Dataset items:
────────
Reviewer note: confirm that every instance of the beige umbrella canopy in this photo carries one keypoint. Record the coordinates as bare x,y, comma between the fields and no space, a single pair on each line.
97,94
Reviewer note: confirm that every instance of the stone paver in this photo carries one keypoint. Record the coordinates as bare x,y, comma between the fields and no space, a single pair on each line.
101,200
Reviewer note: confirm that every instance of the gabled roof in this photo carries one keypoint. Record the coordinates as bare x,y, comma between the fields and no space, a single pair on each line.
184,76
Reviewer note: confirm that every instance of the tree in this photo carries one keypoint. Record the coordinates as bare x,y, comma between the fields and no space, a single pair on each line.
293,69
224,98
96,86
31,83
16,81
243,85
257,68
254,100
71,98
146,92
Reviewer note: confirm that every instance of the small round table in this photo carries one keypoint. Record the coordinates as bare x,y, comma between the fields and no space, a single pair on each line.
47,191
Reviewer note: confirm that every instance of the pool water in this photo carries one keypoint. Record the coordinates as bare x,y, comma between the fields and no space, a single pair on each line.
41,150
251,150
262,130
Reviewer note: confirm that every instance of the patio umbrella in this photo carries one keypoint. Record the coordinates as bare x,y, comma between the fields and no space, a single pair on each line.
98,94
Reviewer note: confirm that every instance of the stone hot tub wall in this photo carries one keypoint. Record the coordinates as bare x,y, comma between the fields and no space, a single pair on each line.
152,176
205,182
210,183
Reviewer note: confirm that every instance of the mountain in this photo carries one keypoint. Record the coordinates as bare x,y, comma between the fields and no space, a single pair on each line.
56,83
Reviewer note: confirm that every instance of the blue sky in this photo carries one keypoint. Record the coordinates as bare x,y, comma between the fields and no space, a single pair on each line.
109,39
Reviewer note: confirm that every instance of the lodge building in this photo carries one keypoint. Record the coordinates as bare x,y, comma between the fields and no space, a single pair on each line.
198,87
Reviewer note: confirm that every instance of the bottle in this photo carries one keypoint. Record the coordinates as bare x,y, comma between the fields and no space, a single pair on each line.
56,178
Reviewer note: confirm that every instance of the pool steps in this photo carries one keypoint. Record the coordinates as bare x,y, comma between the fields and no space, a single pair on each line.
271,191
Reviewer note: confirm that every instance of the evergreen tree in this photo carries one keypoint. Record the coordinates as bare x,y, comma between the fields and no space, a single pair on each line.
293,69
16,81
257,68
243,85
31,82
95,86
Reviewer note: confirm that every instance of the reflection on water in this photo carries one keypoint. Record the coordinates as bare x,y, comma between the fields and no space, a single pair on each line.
────────
**Problem requirements:** Please copy every one of the records above word for word, keeping the lines in their original order.

**Solution for this exercise:**
Reviewer note: confirm that every instance of the beige umbrella canopy in this photo carries one keypoint. Record the coordinates as bare x,y, comma between the fields and no space, a single pair on each line.
97,94
Reviewer note: confirm that every instance of the stone paver in this photo carries one keypoint. Record the coordinates as bare x,y, comma between the fields and no space, a single pair on each line.
101,200
Reviewer note: confirm that every instance of the gabled roof in this photo carries one keypoint. Record the coordinates as bare x,y, comma between the fields and no space, a single pair on each line.
184,76
Reviewer note: confirm that every instance of the tree in this photo carries one keypoint. Record the coordinates as bare x,y, comma between the fields and no space, a single pair on each line.
293,69
224,98
96,86
31,83
16,81
243,85
257,68
254,100
71,98
146,92
Reviewer note: confirm that every instance of the small round table in this photo carries one keypoint. Record the coordinates as bare x,y, comma between the fields and no space, a single pair on each line.
47,191
Reviewer note: confirm that every instance of the pool water in this photo carries one keypoint. Record the coordinates as bare x,y, comma between the fields and no space, a single pair on each line.
41,150
251,150
262,130
Reviewer note: confirm that every instance of the patio umbrella in this photo carries one keypoint. Record the coordinates as bare x,y, comma between the fields and no space, a single pair on each line.
98,94
Reviewer note: confirm that every instance of the stone hot tub wall in this photo carries one keypoint. Record the coordinates as bare x,y, comma between the fields and no space, a single pair on each line.
152,176
205,182
210,183
Reviewer note: confirm that every instance of the mountain in this photo carries one keypoint. Record the coordinates as bare x,y, comma between the fields and no space, a single pair on each line.
56,83
Reviewer note: confirm that every instance of the blue sky in this photo carries one keypoint. Record the coordinates as bare x,y, comma between the fields and no space, a single pair on each line.
109,39
Reviewer note: confirm that every instance of the lodge building in this photo carries one keypoint. Record the coordinates as bare x,y, comma between the fields and no space, a single pair on each line.
198,87
Reviewer note: confirm that every instance of the bottle in this photo carries one keypoint. Record the coordinates as bare x,y, comma between the fields and no space, a single pair on each line.
56,178
Reviewer note: confirm that every instance of the pool steps in this photo carries one keypoint. Record the coordinates as bare x,y, comma between the fields and no space, a single pair on each line.
271,191
Reviewer note: confirm that every instance of the evergreen tree in this photo carries one keypoint. Record the coordinates as bare x,y, comma between the fields and no space, a single pair on each line.
293,69
16,81
257,68
243,85
31,82
95,86
Reviewer note: confirm that every instance of the reflection on water in this photo carries one keypoint. Record the coordinates as bare x,y, comma between the fields and no space, a single pair on each line.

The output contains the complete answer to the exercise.